### Prompt
Under no circumstances alter the records; copy each one exactly.

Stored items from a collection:
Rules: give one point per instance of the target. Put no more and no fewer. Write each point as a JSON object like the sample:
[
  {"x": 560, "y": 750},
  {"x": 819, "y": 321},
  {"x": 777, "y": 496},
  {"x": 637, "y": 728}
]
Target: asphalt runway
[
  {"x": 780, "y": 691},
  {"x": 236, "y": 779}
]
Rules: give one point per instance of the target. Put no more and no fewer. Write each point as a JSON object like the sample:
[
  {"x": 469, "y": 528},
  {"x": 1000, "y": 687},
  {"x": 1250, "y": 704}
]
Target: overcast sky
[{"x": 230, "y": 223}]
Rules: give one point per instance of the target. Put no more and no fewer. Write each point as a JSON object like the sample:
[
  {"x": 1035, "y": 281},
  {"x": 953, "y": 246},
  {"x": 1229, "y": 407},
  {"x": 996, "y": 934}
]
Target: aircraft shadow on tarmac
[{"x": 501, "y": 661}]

### Solved exercise
Rules: give one point per instance of the target. Put no more and no fewer. Write each point as a JSON object like the sample:
[
  {"x": 560, "y": 750},
  {"x": 819, "y": 321},
  {"x": 777, "y": 496},
  {"x": 637, "y": 728}
]
Target: asphalt runway
[
  {"x": 780, "y": 691},
  {"x": 236, "y": 779}
]
Rules: give one point per instance of the target. Put no more and no fewer. Write each point as a JSON object like the sample:
[
  {"x": 469, "y": 528},
  {"x": 1000, "y": 687},
  {"x": 1250, "y": 704}
]
Target: overcast sky
[{"x": 230, "y": 223}]
Rules: give one point per instance of the target. Put no more and no fewer. Write each point as a JSON object like the sample:
[
  {"x": 1035, "y": 281},
  {"x": 953, "y": 246},
  {"x": 1229, "y": 407},
  {"x": 996, "y": 934}
]
Target: aircraft shadow on tarmac
[{"x": 501, "y": 661}]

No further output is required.